== Work instruction 1 ==
Please write out the Secure Boot comments word for word, from "Yeah, I immediately" up to and including "be very cool.".
== Work instruction 2 ==
Continue the Secure Boot comments, starting after the last comment shown.

== Page extract ==
Your description of Secure Boot is at best incomplete, bordering on misinformation. Disabling Secure Boot does not itself render any OS in need of a reformat. Windows will prompt for a recovery key if BitLocker is enabled and configured to store the decryption key in the TPM (the default). Only in perhaps the most strict of configurations or in the case of an improperly backed-up recovery key would it render the OS unrecoverable. This also happens on Linux if you store the decryption key in the same way, and this includes TPM LUKS unlock in Bazzite. If the user has backed up their recovery key properly, as is very strongly encouraged in the BitLocker enablement flow in Windows, which is also not necessary when using device encryption as it stores the key in your Microsoft account by default, then they’re at little if any risk in a TPM reset or change situation. I feel a correction on this is important to make for anyone who might preemptively abandon their OS and data after a misconfiguration based on your description of how it works.
Exactly this. I have no idea what he is talking about. At no point does it format your drive or require reformatting. Your files will be fine, and there should be no issue. IF there is an issue and you cannot boot, you must get a USB drive with some distro and you will be able to fix your system from there. What he said is at best, misinformation, bordering on ignorant maliciousness.
Yeah, I immediately felt like he doesn't really know what he's talking about when he got to the Secure Boot part. That really feels like it's coming from someone who turned off Secure Boot many years ago because "Microsoft bad" and never bothered to learn about it since then. I guess he got all that "quality info" from Low Level.
Linus should ask you to be on his show or yours, then you could walk him through his choices. that would be very cool.

== Data records ==
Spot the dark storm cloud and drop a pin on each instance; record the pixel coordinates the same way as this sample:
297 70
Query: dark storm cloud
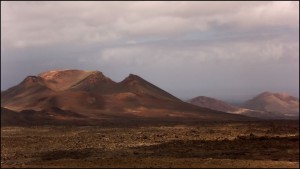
186 48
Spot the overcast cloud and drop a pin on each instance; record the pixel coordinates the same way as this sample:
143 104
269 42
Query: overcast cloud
227 50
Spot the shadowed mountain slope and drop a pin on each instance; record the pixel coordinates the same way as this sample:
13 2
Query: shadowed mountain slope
92 98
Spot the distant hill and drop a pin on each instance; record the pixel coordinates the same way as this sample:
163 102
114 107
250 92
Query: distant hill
90 98
219 105
279 103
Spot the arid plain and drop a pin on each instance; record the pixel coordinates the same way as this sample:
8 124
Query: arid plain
251 144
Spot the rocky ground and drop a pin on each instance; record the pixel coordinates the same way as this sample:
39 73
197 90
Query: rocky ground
252 144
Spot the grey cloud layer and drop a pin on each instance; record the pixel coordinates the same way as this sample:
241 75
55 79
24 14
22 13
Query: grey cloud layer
220 49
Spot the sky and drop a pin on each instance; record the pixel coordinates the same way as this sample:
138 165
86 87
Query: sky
227 50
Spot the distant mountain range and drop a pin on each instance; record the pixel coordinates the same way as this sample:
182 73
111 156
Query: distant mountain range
266 105
79 97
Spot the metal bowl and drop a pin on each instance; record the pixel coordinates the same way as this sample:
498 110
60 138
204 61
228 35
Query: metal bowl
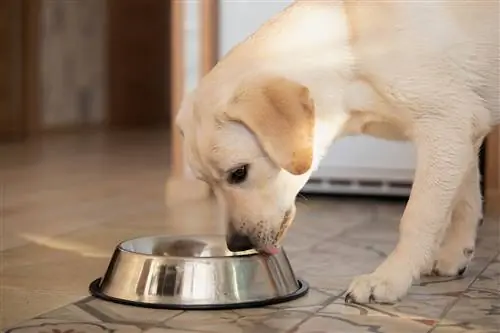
195 273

== Response 1 ==
Yeah, I immediately felt like he doesn't really know what he's talking about when he got to the Secure Boot part. That really feels like it's coming from someone who turned off Secure Boot many years ago because "Microsoft bad" and never bothered to learn about it since then. I guess he got all that "quality info" from Low Level.
Linus should ask you to be on his show or yours, then you could walk him through his choices. that would be very cool.

== Response 2 ==
Am I the only one who finds it weird that none of them checked out any RUclips videos? As a relatively new Linux user, I went to RUclips right away for recommendations and listened to a handful of Linuxtubers talk about and rank OSes from within the past 3 months of when I was looking. I found ventoy to test out multiple distributions, listened to the arguments for and against various distributions, and got a feel for what was hardcore Linux opinion vs casual slop and was able to identify what was what.
I also find this all really funny cause I installed Cosmic on my CachyOS build and have had almost no problems aside from the top taskbar tray just not having full functionality with everything, but that's more of a minor annoyance just cause I can't click the button for Cachy Update. Otherwise, I've been able to game on it, it was my first time testing a tiling manager and not a floating one and that's been cool, I've actually really been enjoying it. Cosmic, despite being in pretty early beta, works modestly well on Cachy, in my current experience, which is hilarious
CachyOS or Bazite for WMR headset compatibility?
Windows
Get an Index or wait for the Frame if you want to use VR on Linux.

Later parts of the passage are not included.